#### What this task involves
Return the records that follow, matching each one exactly.

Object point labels
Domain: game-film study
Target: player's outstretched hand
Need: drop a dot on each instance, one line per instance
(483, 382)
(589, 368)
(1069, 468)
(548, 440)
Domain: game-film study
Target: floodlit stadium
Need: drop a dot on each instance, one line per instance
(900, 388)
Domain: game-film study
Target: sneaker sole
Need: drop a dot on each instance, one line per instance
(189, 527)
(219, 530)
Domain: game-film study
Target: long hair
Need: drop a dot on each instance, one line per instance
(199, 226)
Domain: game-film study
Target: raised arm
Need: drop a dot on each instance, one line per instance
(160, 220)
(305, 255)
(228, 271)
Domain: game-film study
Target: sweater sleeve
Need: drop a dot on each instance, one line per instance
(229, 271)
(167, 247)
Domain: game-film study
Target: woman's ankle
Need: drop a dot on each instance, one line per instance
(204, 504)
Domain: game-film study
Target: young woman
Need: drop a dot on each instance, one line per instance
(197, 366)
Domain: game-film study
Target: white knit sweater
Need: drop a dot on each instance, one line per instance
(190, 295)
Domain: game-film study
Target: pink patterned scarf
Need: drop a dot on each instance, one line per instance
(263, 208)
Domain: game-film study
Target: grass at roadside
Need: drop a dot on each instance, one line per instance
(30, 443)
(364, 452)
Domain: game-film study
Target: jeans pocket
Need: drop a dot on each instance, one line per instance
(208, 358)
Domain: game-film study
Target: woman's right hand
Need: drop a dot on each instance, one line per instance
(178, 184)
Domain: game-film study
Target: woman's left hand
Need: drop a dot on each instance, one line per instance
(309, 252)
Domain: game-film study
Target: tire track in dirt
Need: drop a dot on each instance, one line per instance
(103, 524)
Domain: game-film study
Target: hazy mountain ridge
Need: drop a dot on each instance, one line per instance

#### Written answer
Domain: game-film study
Target: player's outstretched hand
Need: drop a dot on each instance, one line per instance
(483, 382)
(589, 368)
(1069, 468)
(548, 440)
Domain: game-film study
Target: floodlit stadium
Need: drop a dot on each instance, one line per instance
(900, 388)
Domain: game-film study
Target: sneaker sole
Need: drop a dot on each instance, one line per instance
(189, 527)
(219, 530)
Domain: game-film study
Target: long hair
Need: drop a dot on each instance, one line per instance
(199, 226)
Domain: game-film study
Target: raised arm
Need: drop a dot on each instance, one line per instance
(160, 220)
(305, 255)
(228, 271)
Domain: game-film study
Target: sweater sleeve
Need: drop a dot on each instance, one line per instance
(229, 271)
(167, 247)
Domain: game-film study
Target: woman's ankle
Need: drop a dot on each instance, one line per instance
(204, 504)
Domain: game-film study
Target: young woman
Need: drop a dot on each instance, one line per instance
(197, 366)
Domain: game-film study
Target: white knit sweater
Need: drop a dot on each instance, one line per instance
(190, 295)
Domain: game-film study
Target: pink patterned scarf
Need: drop a dot on each instance, one line per instance
(263, 208)
Domain: game-film study
Target: grass at roadside
Need: drop a dot on each instance, one line per instance
(30, 443)
(364, 452)
Domain: game-film study
Target: jeans pocket
Need: drop a dot on each instance, one line per instance
(208, 358)
Domain: game-film study
Target: woman's right hand
Need: drop a dot on each instance, one line per instance
(178, 184)
Domain: game-film study
Target: woman's left hand
Need: drop a dot on each instance, one line per instance
(309, 252)
Domain: game-film study
Target: tire track in dirt
Need: drop a dot on each instance, one line per instance
(103, 524)
Domain: game-film study
Target: hazy mountain ridge
Need: drop a dot on each instance, one line per instance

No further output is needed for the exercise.